La maggior parte di queste recenti innovazioni è stata dettata dalla minaccia dei cambiamenti climatici. Le ricerche del Programma delle Nazioni Unite per l’Ambiente rivelano che una costruzione più intelligente degli edifici offre l’unica grande opportunità di ottenere una riduzione economicamente possibile delle emissioni di gas serra nocivi. Gli edifici consumano globalmente il 40% delle nostre risorse energetiche ed emettono un terzo dei gas serra del pianeta – una cifra destinata a crescere, man mano che popolazioni assetate di energia si trasferiscono verso le città.

“ Possiamo realizzare celle solari su qualsiasi cosa, compresa la carta.”

Dr. Trisha Andrew, Ricercatrice Universitaria nel campo della chimica presso l’Università del Wisconsin-Madison

Il problema per quanto riguarda la visione affascinante del futuro da parte degli scienziati è che per la maggior parte di noi ha ben poco a che fare con la nostra esperienza pratica del mondo urbanizzato. Che viviate a Berlino, Shanghai, Rio o Milwaukee, sarete probabilmente circondati da edifici che sono cambiati poco nella loro struttura nel corso degli ultimi 100 anni e che utilizzano tecnologie che si sono evolute solo in misura ridotta nel corso degli ultimi 50 anni. La tecnologia più avanzata che vediamo quotidianamente in uso tende a limitarsi a pesanti pannelli solari in silicio cristallino e turbine eoliche.

Tutto ciò potrebbe stare per cambiare. E a catalizzare il cambiamento è una rivoluzione silenziosa avvenuta nelle sale riunioni di grandi aziende e nei laboratori di istituti universitari. Ci si sta accorgendo del fatto che mentre non mancano le innovazioni brillanti nella progettazione degli edifici, non c’è stata una spinta abbastanza forte per portare queste nuove tecnologie sul mercato in senso lato. Tale consapevolezza sta portando alcune delle migliori menti della scienza mondiale a spostare l’attenzione dal piano teorico a un vero confronto con la sfida tecnologica su scala reale. La questione è come rendere questa tecnologia economicamente realizzabile e redditizia, producendola su una scala sufficientemente vasta da poter fare veramente la differenza.

**Operazioni da svolgere**
1. Elenca tutte le città nominate nel brano sugli edifici e il clima.
2. Prosegui il brano sugli edifici e il clima, riprendendo subito dopo la sua ultima frase.

Estratti del dataset
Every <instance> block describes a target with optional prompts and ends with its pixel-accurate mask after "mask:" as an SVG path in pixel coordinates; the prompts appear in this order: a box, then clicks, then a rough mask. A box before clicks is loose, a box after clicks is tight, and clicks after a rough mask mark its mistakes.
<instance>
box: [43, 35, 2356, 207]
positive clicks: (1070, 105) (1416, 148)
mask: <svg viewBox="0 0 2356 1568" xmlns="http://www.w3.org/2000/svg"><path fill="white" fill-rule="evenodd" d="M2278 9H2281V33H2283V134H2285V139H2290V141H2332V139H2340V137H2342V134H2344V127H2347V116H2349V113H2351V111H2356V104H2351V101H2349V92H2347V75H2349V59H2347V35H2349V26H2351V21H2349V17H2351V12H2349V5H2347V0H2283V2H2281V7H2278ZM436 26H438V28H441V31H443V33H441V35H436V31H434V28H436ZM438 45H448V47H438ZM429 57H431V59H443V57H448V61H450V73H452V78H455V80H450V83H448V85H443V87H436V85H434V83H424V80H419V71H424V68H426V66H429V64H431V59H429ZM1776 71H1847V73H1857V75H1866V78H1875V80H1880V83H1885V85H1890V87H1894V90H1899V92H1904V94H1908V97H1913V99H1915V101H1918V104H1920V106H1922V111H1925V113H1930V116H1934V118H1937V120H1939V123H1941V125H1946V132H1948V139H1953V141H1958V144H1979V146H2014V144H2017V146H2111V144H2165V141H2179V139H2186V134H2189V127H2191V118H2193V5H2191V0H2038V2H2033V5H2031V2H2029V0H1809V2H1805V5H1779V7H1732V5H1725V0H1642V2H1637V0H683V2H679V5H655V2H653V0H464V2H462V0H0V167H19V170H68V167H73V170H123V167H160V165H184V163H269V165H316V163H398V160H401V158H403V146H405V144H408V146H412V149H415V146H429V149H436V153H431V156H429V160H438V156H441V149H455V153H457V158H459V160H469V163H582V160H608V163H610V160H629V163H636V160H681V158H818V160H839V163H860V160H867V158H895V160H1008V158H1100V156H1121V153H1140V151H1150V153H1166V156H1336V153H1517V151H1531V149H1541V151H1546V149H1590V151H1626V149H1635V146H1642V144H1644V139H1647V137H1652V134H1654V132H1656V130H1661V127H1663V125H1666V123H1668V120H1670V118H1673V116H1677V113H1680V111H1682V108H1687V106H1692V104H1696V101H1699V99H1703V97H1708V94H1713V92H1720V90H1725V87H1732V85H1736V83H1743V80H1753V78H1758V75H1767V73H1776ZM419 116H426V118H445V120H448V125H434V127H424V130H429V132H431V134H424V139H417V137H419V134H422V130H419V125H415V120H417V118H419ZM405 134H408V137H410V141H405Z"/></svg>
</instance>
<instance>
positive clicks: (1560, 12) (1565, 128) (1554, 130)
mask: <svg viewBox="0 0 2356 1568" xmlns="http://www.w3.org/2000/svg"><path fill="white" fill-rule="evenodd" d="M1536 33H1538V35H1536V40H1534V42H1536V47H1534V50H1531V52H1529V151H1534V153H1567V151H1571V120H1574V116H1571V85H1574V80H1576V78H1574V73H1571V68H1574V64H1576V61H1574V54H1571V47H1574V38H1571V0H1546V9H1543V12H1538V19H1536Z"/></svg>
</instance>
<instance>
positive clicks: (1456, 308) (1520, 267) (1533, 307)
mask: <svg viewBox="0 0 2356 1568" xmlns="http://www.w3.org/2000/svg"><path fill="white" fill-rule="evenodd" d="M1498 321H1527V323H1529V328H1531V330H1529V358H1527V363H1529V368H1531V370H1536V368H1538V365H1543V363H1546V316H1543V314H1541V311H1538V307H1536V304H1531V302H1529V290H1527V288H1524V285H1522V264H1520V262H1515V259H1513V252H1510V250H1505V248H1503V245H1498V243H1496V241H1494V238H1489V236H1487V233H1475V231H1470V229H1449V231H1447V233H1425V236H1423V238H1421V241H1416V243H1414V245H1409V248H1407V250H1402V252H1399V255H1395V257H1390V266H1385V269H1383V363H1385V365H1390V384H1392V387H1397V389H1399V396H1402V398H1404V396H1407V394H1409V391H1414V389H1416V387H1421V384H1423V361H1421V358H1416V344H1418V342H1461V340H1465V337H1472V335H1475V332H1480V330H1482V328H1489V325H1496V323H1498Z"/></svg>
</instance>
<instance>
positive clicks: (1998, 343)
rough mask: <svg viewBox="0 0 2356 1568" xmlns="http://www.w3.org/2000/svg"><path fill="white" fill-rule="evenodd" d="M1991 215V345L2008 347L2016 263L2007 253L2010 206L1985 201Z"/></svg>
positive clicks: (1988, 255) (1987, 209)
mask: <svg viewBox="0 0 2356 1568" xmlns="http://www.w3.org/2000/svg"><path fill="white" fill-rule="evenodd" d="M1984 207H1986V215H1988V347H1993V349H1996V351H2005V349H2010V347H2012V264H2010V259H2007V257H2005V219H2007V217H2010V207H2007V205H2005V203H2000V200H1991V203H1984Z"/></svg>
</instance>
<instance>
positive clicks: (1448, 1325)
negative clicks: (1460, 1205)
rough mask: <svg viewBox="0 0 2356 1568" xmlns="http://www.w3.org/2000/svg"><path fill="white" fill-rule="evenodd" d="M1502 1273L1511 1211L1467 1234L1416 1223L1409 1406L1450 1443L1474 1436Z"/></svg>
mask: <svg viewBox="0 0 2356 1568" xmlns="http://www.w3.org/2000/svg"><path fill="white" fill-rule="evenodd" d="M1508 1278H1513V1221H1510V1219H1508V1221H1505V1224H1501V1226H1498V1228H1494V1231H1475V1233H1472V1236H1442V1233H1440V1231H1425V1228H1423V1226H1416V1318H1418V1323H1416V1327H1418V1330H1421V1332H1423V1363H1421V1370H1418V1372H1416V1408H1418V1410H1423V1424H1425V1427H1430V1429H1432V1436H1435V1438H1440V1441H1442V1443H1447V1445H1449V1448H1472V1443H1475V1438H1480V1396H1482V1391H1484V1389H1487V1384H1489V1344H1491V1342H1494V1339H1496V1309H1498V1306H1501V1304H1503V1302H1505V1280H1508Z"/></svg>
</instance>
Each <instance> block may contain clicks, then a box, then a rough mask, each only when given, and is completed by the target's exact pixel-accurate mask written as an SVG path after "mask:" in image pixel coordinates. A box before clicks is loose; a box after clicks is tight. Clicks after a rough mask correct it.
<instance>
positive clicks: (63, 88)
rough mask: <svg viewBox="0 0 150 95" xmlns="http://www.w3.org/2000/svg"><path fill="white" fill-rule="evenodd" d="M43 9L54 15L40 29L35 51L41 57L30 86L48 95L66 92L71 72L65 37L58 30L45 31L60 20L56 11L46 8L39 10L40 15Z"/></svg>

**Risposte in sequenza**
1. Berlino, Shanghai, Rio, Milwaukee

2.
Greg Keeffe, Docente di Architettura Sostenibile e a capo del dipartimento di ricerca presso la Queens University di Belfast, in Irlanda, ritiene che gli architetti e i progettisti potrebbero avere qualcosa da imparare dalle tecniche di produzione in serie impiegate dalle case costruttrici di automobili.

Sostiene che la necessità attuale di stipare le case nel ristretto spazio urbano ancora disponibile, vuol dire che ogni edificio deve essere progettato individualmente. Ciò non offre l’opportunità di sviluppare i tipi di innovazione che accompagnano la produzione di massa.

“Se si guarda una casa media con una Mercedes Classe E parcheggiata fuori, la casa non può competere con l’auto,” spiega il Prof. Keeffe. “Credo che abbiamo bisogno di un prodotto più industrializzato, studiato in serie, che è attualmente al di fuori della nostra portata, perché gli edifici sono progettati in modo così diverso rispetto alle automobili. Ci sono centinaia d’anni di esperienza e idee dietro la progettazione di ogni componente di un’automobile, mentre ogni elemento di un edificio è stato pensato molto meno, proprio perché ogni edificio è un oggetto a sé stante.”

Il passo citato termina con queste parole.